§ Exercise aim:
Return copies of the lines below that mention "query".

##########

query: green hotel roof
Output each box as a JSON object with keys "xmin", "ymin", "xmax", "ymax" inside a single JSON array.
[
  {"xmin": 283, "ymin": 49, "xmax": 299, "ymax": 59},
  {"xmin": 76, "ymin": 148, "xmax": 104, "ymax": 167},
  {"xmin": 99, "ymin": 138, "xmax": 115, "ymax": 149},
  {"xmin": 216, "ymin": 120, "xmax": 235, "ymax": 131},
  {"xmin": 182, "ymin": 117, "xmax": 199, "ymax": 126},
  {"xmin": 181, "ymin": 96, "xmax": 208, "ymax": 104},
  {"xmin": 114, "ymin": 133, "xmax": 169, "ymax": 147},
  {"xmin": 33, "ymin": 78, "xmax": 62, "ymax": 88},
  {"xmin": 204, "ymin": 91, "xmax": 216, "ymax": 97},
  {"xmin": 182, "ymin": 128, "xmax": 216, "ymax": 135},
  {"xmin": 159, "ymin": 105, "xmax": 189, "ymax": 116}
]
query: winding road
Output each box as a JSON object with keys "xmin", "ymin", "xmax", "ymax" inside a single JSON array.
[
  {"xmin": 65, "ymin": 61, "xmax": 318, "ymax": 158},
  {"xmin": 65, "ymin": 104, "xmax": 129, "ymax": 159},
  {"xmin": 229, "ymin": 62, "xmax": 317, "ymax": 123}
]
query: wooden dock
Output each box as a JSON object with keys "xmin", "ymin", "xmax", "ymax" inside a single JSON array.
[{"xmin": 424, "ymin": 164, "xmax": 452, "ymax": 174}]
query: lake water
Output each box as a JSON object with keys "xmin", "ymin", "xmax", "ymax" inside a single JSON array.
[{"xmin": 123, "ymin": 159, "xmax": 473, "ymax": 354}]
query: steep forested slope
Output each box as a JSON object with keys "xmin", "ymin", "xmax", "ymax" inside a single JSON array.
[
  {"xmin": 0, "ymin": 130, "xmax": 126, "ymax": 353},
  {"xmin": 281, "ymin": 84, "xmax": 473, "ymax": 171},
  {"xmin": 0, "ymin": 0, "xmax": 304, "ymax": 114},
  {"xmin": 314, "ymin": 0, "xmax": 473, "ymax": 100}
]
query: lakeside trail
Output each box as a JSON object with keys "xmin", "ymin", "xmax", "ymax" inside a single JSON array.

##########

§ Solution to this problem:
query: green hotel roof
query: winding road
query: wooden dock
query: lake water
query: steep forested slope
query: lakeside trail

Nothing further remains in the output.